[START]
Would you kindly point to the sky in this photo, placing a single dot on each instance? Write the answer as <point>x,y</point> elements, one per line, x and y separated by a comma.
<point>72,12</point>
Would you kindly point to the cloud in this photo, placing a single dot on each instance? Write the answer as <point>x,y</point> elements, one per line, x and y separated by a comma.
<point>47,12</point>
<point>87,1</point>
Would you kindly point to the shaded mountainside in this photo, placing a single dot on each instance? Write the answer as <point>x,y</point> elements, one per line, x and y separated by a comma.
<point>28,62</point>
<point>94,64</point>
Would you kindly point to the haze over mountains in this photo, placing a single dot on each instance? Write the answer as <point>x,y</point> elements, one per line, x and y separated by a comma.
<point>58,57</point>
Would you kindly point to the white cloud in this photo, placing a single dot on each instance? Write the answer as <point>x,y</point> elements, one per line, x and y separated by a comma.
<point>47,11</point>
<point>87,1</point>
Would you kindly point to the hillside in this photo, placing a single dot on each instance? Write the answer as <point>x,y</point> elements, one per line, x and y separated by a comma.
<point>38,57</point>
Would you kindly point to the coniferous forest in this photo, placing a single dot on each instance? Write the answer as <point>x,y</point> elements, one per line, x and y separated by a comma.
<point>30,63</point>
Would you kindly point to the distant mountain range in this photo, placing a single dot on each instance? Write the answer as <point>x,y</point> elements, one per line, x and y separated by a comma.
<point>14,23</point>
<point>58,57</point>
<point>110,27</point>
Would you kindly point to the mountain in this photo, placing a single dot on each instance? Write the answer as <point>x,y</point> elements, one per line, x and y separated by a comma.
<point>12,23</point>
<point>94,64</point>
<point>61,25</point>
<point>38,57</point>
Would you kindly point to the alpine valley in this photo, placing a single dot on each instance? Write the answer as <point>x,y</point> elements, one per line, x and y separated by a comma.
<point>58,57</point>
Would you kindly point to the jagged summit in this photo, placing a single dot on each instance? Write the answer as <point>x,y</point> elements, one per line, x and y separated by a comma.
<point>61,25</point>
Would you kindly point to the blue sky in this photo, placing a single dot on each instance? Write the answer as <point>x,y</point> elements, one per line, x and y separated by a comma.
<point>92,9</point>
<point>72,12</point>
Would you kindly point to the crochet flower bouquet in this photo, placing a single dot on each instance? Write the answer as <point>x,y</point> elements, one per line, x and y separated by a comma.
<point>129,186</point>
[END]
- Exercise goal:
Rewrite all of the material above, changing every "a single dot" to "one dot" and keeping everything else the same.

- Response to this task:
Would you kindly point to the sky in this photo, placing one dot on each instance? Write the answer as <point>x,y</point> elements, one per line, x and y separated by a comma.
<point>72,12</point>
Would you kindly point to the cloud in this photo, placing one dot on each instance? Write the answer as <point>x,y</point> elements, one per line, x and y separated by a comma.
<point>47,12</point>
<point>87,1</point>
Would you kindly point to the shaded mountainside in this photo, placing one dot on each instance? Write the answer as <point>x,y</point> elements, one per line, x and y separated by a comma.
<point>28,62</point>
<point>94,64</point>
Would you kindly point to the haze over mountains in this photo, placing one dot on each instance? Write the answer as <point>x,y</point> elements, one per line, x and y separated by a comma.
<point>58,57</point>
Would you kindly point to the white cloud in this photo, placing one dot on each instance? Write the answer as <point>x,y</point> elements, one per line, x and y separated by a comma.
<point>47,11</point>
<point>87,1</point>
Would you kindly point to the hillside in this photo, placing one dot on each instance? Write the answer as <point>x,y</point> elements, one per line, x and y separated by a comma.
<point>38,57</point>
Would you kindly point to the coniferous forest in this photo, placing one dot on each instance? Write the answer as <point>x,y</point> elements, one per line, x and y separated by a comma.
<point>30,63</point>
Would you kindly point to the distant mountain range in this photo, placing one dot on each instance? Write the answer as <point>x,y</point> elements, one per line, x and y separated by a comma.
<point>14,23</point>
<point>58,57</point>
<point>110,27</point>
Would you kindly point to the mountain in this photo, placing one dot on each instance? Write the answer as <point>x,y</point> elements, one per line, x and y separated by a comma.
<point>12,23</point>
<point>94,64</point>
<point>61,25</point>
<point>38,57</point>
Would you kindly point to the alpine valley in this photo, placing one dot on each instance? Write the answer as <point>x,y</point> elements, one per line, x and y separated by a comma.
<point>58,57</point>
Would you kindly point to the jagged summit in this photo, placing one dot on each instance? Write the answer as <point>x,y</point> elements, one per line, x and y separated by a comma.
<point>61,25</point>
Would you kindly point to the blue sky in this photo, placing one dot on each instance? Write the answer as <point>x,y</point> elements, one per line, x and y separated by a comma.
<point>92,9</point>
<point>72,12</point>
Would you kindly point to the crochet flower bouquet in this photo, placing one dot on each instance? Write the answer as <point>x,y</point> elements, one per line, x and y separated by a comma.
<point>129,186</point>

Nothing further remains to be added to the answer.